本课题旨在从四个方面展开研究工作以解决光纤对准与尾纤固定这两大难题。第一个方面主要从光学对准平台上入手。当前的多自由度并联光学对准平台一般采用单轴独立控制,忽略了各轴之间的耦合误差,这导致光纤耦合不准,输出功率下降,同时对准速度也会降低。本课题对3自由度6支链PSS构型的并联微动平台进行了研究,通过建立全闭环位置反馈系统来消除轴间耦合误差。首先本课题运用经典的牛顿-欧拉法对6PSS构型的并联微动平台进行了动力学建模;根据本平台正交无姿态变化的特点对模型进行了简化并求出其位置正解与工作空间;借助于简化的动力学模型设计了滑模控制器,通过闭环反馈实现3自由度并联微动平台闭环系统的仿真,仿真结果显示滑模控制可以消除轴间耦合误差,轨迹跟踪性能良好。
由于滑模控制存在明显的抖振现象,并且其鲁棒稳定的条件较为苛刻,另外考虑到系统在实际应用时一般采用计算机控制,因此设计一个既保证鲁棒性有可有效缓解抖振现象的离散滑模控制器就显得尤为必要。本课题在离散滑模控制的基础上提出了基于滑模预测思想的控制系统设计新思路。以不确定系统的名义模型作为滑动模态预测模型,利用当前及过去时刻的滑模信息预测将来时刻不确定因素对系统的影响,从而实现了滚动优化求解,对滑模控制进行实时校正,既显著削弱了抖振现象,又使得闭环控制系统具有很强的鲁棒性。仿真结果也证实了滑模预测控制的优越性。

| 任务说明 |
根据摘录,写出本课题所研究的并联微动平台采用的构型。

一组条目

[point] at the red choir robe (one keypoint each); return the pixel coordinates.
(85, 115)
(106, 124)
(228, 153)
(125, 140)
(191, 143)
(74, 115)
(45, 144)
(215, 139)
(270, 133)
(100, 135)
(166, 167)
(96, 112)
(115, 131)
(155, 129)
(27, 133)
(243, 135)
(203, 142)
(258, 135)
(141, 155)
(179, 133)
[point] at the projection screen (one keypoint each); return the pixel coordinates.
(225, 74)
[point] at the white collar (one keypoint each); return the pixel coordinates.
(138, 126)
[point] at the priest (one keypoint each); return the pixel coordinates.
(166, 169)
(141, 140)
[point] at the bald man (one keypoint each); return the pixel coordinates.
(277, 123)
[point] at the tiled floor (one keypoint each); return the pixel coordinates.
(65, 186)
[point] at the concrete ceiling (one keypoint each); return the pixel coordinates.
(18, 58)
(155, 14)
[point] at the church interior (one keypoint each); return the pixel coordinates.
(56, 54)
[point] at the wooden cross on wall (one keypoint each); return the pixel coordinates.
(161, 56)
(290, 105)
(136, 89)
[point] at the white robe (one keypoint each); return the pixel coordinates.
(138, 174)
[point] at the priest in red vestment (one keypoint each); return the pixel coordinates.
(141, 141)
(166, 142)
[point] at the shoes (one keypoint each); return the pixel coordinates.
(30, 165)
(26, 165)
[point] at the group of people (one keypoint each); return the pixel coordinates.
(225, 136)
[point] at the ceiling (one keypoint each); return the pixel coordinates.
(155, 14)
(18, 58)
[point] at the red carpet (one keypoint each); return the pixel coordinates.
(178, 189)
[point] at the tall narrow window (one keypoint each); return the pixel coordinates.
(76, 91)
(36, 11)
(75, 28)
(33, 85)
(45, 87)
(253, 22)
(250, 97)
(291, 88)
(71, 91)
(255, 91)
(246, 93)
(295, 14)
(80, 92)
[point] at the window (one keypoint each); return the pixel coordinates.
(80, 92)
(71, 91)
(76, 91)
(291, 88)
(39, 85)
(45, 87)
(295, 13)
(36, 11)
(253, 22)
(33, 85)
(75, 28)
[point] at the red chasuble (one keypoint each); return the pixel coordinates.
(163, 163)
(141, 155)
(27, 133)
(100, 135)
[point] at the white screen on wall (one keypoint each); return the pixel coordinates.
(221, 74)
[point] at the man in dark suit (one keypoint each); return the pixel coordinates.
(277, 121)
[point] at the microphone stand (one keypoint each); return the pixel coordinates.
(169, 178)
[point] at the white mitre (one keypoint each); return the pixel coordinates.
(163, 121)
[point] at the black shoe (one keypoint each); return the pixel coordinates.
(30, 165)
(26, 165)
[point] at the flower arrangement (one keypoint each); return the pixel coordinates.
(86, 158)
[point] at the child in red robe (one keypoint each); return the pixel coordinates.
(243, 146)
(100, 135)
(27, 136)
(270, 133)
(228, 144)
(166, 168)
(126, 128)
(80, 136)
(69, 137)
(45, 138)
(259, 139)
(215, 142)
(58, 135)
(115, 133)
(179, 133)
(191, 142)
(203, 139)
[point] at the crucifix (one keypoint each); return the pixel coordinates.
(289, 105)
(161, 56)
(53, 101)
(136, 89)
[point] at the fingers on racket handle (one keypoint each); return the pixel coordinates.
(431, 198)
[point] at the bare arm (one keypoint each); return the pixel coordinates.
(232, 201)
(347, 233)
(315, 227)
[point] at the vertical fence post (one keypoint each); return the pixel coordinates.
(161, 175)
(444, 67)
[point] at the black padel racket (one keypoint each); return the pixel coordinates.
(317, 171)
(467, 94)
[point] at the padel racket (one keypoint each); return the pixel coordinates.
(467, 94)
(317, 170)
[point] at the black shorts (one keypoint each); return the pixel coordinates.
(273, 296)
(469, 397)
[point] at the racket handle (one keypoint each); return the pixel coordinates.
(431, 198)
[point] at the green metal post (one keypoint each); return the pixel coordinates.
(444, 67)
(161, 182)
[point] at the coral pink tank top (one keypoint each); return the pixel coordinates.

| 任务输出 |
3自由度6支链PSS构型。